[begin TEXT TO READ]

A few of us have gained scholarship that should ideally be a potent weapon for enhancing power, wisdom, knowledge and understanding but how many of us use this scholarship to change the realities of African life and civilisation?
Some 295 years ago, this is what Willie Lynch said about what is required to control a slave in perpetuity: "In my bag I have a fool proof method of controlling black slaves. I guarantee everyone of you, if installed correctly, it will control the slaves for at least 300 years. My method is simple. Any member of your family or your overseer can use it. I have outlined a number of differences among the slaves and I take these differences and I make them bigger. I use fear, distrust, and envy for control purposes."
We find ourselves wondering whether many of our leaders in Africa today are disciples of Lynch or there exists a uniquely African way of governing that is divisive and seeks to pit brother against brother, rich against poor, educated against uneducated, businesspeople against those who don’t know anything about business, those who are young and those who are old, believers against non-believers.
Many of us are still slaves trading money for time day-in-and-day-out until death. Without selling time for money, many of us would perish. The few who have escaped the trap become targets of the political elites whose control of Africa is premised on fear, envy and distrust and yet a poor man’s dream is to be rich one day.
There are many Africans who believe that being rich is necessarily evil and anti-poor and yet I have yet to see a graveyard with ATM machines where the rich dead souls can access their wealth. Even the rich still have to die and they leave their so-called loot on this earth for other living people to inherit.

[end TEXT TO READ]
[begin EXCERPTED DATA]

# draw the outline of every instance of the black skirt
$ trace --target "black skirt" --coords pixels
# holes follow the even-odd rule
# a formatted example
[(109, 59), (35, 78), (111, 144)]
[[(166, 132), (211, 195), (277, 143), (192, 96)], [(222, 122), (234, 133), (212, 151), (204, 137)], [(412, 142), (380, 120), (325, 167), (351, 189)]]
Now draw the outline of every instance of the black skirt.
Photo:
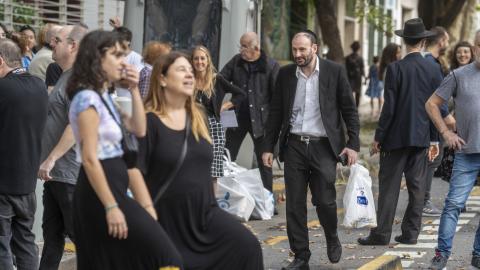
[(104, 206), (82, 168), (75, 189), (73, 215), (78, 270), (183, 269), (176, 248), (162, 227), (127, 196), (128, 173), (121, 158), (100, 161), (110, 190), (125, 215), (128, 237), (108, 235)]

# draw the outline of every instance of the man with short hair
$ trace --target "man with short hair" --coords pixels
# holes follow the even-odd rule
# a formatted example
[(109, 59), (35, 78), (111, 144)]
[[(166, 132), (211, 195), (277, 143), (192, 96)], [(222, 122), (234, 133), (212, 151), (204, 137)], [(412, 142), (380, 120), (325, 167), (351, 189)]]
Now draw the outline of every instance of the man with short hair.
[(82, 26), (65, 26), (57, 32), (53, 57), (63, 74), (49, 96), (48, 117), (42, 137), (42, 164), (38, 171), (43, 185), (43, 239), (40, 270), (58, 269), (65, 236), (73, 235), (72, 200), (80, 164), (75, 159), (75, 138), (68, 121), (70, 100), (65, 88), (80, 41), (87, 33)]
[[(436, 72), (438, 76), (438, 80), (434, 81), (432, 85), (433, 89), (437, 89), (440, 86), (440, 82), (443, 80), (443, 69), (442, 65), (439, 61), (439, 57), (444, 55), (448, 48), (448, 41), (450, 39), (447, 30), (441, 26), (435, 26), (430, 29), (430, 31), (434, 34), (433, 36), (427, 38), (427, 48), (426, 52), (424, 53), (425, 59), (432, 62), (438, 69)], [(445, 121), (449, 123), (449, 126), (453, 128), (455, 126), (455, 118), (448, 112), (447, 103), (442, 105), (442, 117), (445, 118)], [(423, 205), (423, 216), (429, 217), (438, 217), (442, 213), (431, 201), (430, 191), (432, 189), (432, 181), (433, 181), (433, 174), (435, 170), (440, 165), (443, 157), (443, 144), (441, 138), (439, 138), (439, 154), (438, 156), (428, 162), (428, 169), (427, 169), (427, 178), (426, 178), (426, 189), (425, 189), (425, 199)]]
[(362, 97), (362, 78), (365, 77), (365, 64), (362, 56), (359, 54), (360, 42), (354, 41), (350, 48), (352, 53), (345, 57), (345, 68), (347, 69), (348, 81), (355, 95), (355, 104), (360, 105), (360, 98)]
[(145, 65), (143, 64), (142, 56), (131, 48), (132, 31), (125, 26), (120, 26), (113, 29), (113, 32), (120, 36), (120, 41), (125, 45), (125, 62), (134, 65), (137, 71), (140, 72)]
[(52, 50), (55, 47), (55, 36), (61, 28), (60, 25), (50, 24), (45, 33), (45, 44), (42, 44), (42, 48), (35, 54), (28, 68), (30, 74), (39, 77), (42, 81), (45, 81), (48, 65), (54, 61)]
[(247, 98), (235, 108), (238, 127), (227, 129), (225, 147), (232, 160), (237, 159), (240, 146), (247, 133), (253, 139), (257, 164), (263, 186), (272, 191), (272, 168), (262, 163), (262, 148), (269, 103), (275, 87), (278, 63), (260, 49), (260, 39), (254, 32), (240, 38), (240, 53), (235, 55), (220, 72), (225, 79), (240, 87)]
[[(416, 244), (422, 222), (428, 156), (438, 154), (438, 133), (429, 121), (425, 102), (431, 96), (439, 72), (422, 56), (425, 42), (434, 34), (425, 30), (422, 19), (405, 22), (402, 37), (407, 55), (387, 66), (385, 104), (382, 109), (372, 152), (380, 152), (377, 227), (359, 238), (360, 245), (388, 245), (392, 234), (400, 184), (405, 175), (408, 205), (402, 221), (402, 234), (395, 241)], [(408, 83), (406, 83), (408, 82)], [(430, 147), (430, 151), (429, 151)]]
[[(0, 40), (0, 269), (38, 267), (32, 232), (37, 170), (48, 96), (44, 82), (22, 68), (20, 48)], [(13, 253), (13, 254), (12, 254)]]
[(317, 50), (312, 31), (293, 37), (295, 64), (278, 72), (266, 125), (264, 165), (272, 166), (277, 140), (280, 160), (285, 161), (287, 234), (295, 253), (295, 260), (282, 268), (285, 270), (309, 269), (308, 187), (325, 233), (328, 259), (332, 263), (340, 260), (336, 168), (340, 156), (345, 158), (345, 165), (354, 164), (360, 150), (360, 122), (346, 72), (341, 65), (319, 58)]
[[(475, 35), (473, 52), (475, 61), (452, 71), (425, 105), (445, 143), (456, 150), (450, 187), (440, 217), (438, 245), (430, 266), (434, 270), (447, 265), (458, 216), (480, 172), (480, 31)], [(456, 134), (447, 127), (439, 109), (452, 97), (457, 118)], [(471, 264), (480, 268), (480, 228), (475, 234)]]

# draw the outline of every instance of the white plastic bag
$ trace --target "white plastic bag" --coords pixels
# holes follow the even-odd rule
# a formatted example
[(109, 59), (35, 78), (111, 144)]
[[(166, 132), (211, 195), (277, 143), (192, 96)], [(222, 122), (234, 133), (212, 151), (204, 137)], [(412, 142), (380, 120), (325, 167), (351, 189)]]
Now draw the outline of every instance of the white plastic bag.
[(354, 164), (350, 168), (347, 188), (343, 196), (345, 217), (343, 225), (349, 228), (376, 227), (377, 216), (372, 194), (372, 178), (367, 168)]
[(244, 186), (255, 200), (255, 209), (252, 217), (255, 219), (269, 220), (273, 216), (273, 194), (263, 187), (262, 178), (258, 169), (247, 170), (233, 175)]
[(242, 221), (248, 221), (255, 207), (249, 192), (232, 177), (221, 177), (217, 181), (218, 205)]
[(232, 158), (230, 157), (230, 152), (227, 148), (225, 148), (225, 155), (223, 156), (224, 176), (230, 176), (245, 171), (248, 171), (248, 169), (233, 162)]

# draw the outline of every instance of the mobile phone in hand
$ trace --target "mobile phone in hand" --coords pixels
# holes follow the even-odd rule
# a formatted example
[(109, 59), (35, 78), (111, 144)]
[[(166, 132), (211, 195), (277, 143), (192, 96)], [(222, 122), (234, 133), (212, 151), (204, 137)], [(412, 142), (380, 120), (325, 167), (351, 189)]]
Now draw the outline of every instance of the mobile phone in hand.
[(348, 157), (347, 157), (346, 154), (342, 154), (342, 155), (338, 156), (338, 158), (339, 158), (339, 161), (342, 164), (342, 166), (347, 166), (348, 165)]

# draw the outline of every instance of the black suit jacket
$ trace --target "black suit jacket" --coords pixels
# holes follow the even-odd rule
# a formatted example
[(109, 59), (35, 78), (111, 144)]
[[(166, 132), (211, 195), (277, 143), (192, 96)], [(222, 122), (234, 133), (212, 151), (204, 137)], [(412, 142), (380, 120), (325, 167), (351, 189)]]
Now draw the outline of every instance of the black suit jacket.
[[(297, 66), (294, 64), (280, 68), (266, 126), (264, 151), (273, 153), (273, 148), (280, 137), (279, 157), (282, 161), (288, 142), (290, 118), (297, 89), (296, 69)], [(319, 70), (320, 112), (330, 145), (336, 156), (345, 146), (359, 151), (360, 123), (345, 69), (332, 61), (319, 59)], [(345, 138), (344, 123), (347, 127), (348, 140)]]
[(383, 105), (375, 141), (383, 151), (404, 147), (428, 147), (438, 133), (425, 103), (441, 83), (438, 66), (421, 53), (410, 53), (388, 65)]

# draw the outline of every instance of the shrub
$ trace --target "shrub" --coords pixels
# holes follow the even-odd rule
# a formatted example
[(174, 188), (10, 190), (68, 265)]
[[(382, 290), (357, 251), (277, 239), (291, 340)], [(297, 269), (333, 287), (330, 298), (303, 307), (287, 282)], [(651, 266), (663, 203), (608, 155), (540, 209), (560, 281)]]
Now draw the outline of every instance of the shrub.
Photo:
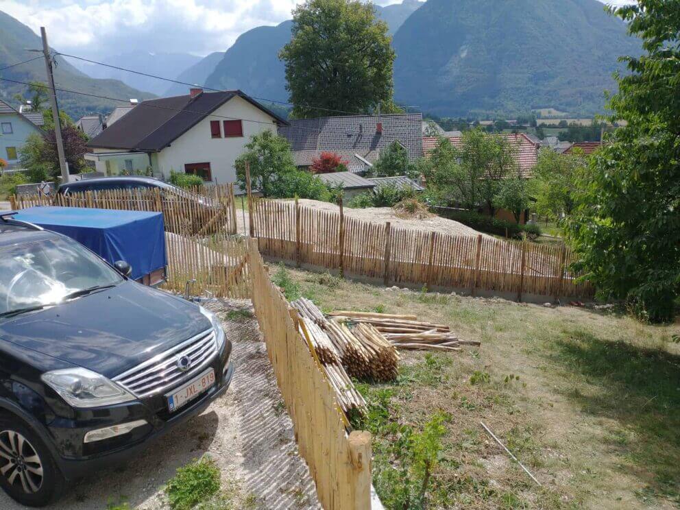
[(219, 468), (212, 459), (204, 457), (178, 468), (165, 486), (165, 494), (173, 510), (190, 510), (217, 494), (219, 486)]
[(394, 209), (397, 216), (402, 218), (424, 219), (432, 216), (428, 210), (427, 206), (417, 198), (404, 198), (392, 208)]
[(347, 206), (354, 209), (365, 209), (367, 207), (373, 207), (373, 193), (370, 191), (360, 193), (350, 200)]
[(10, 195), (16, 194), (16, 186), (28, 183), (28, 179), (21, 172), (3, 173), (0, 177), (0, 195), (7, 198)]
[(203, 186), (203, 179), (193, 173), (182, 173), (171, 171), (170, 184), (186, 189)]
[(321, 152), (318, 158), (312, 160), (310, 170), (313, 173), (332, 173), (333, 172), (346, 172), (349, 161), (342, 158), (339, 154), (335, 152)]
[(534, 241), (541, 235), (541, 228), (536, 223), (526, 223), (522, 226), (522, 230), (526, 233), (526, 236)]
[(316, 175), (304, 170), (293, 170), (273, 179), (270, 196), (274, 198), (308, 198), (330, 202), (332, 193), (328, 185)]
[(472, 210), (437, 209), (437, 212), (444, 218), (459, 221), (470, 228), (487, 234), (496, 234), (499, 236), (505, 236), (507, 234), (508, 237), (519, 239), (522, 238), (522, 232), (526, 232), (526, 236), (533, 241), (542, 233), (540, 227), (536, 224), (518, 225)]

[end EXCERPTED DATA]

**STATED EXERCISE:**
Continue the piece on African leadership, division and wealth, starting after its last sentence. The lines above come from a separate source.

**SOLVED PROBLEM:**
I have often argued that an equal society has no hope in as much as one cannot expect to have children in one family being the same. The poor need the rich in as much as the rich need the poor. Life ultimately is a nuisance of time and the only legacy that we live is what we do with the time that God has given us. Death is the ultimate equaliser and it is true that the rich have the same time that is accessible to the poor notwithstanding the fact that the time is differently priced in the market. A poor person gets less per hour than a rich person for instance. However, what makes civilisation interesting is that rich or poor, the sun shines on all.
Do we really want an Africa with no rich people? If all the rich were to be eliminated from Africa, would Africa live up to its promise better? Do we need an Africa where only black people are defined as Africans? If European civilisation and values had not visited Africa, where would Africa be? Do we want an Africa in which the state is the exclusive engine of growth and transformation? Do we want an Africa where the value of time is the same irrespective of education, responsibility and quality and content of work input?
We all have a valid stake in Africa’s future and yet we must never forget the words of Mahatma Ghandi who said: “Be the change that you want to see”. History has taught us that you can never trust a third party to invest in the change you want to see.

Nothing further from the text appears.